* **EXERCISE BRIEF**
Could you set down every entry below exactly as it is?
*** Opening of DATASET RECORDS ***
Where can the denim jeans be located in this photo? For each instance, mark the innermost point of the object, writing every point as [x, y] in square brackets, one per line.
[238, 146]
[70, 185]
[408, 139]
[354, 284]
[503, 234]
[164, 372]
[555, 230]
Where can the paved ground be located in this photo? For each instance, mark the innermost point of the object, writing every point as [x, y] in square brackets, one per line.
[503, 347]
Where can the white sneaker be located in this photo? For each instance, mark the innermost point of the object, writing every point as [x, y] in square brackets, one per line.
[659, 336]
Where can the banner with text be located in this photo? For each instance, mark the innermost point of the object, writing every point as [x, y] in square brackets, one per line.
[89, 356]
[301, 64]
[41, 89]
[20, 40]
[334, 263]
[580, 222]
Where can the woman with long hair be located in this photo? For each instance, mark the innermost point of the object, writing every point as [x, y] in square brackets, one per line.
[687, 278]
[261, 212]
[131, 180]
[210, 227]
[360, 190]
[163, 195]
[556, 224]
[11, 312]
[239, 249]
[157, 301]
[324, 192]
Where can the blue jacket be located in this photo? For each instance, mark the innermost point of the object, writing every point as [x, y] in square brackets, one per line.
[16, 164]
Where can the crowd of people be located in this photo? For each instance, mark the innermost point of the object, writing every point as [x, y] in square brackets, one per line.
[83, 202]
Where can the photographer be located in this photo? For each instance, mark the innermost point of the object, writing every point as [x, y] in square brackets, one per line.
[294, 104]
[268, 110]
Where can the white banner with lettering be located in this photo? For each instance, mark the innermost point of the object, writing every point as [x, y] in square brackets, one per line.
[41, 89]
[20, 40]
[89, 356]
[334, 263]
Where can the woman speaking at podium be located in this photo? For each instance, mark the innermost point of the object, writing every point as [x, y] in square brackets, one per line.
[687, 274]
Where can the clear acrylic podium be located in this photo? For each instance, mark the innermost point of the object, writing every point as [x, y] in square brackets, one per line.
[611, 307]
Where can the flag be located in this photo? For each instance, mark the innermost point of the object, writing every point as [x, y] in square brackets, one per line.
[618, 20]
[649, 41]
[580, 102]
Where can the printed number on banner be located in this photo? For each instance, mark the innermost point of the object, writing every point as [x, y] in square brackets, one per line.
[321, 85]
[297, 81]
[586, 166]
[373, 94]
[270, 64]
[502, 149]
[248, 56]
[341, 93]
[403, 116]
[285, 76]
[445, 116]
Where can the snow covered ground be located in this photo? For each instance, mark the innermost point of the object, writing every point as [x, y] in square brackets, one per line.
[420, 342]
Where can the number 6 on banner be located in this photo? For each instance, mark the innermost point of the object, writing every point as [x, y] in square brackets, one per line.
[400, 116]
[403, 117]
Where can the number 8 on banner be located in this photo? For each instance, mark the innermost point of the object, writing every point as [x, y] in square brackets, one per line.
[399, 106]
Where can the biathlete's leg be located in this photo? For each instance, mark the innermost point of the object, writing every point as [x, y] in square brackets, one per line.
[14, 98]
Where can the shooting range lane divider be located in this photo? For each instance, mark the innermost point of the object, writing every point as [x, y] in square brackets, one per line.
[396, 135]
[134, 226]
*** Close of DATASET RECORDS ***
* **WRITTEN ANSWER**
Where can the denim jeans be located in this photo? For each instance, mark the innermost point of the object, writing every point as [x, y] in square brackets, one per line.
[238, 146]
[70, 185]
[408, 139]
[354, 284]
[503, 234]
[164, 372]
[555, 230]
Where can the paved ground be located in this photo? For each instance, mark the innermost point of the object, writing every point as [x, y] in square brackets, one per line.
[503, 347]
Where can the white sneaker be located in this photo? For each instance, mark the innermost point of the object, writing every point as [x, y] in square brackets, one per line.
[659, 336]
Where can the banner with text be located in this photo? For each instance, mark the innermost point of the object, writing every point as [x, y] in square brackets, one per line.
[89, 356]
[301, 64]
[41, 89]
[20, 40]
[334, 263]
[580, 222]
Where can the woman with long hair be located in this photo? For each instance, mark the innermost point of the object, writing every point as [x, y] in square brackets, one per line.
[687, 278]
[261, 212]
[131, 180]
[210, 227]
[360, 190]
[163, 195]
[556, 224]
[11, 312]
[239, 249]
[157, 301]
[324, 192]
Where can the blue jacket be located in this photo? For each instance, mark the innermost point of the object, writing every point as [x, y] in square brackets, one per line.
[16, 164]
Where can the crowd of people be located in this photo? For each instance, mark the innermost point of the object, writing every point as [x, y] in square brackets, one per line.
[83, 202]
Where can the photographer be located in this photo? For each instance, mark the innermost point of the object, writing every point as [x, y] in square brackets, one per line.
[294, 104]
[268, 110]
Where can the white banner with lettering be located in this photo? For each instance, mark the innermost point of the object, writing every point as [x, y] in square brackets, one per line.
[41, 89]
[20, 40]
[89, 356]
[334, 263]
Where can the woman speaking at podium be located in this photo? For each instance, mark the innermost point of the object, writing every point as [x, y] in square brackets, one per line.
[687, 274]
Where can the clear acrylic podium be located in this photo? For each instance, mark the innermost point of the object, writing every point as [x, y] in square brackets, one per line.
[611, 307]
Where can the flag be located in this photo? For each instance, mark the innermost point of the object, writing every point as [x, y] in square brackets, one per line.
[618, 20]
[649, 41]
[580, 102]
Where can the printed number on banner be located in this photo? For each instance, mark the innermost point of the object, writing every point as [x, y] in square brackets, one per line.
[321, 85]
[297, 81]
[586, 166]
[373, 94]
[270, 64]
[502, 149]
[248, 56]
[341, 93]
[403, 116]
[285, 76]
[445, 116]
Where can the snow covered ground be located in this photo? For each instance, mark the innermost point of the object, writing every point as [x, y] in square brackets, one per line.
[420, 342]
Where can the number 6 on banner be located in this photo? For each instance, mark the innermost point of the object, writing every point as [x, y] in square brackets, one per line.
[400, 116]
[403, 117]
Where can the number 8 on banner be located in this photo? For each instance, mark the innermost point of the object, writing every point as [x, y] in square brackets, one per line.
[399, 106]
Where can the biathlete's leg be located in this photo? For each instance, mark the innermost point of the object, writing every point as [x, y] in square brackets, one per line.
[14, 98]
Where can the shooting range lane divider be located in this photo? For each instance, mark the innermost point of the object, writing every point as [x, y] in square brackets, one per line.
[396, 135]
[134, 226]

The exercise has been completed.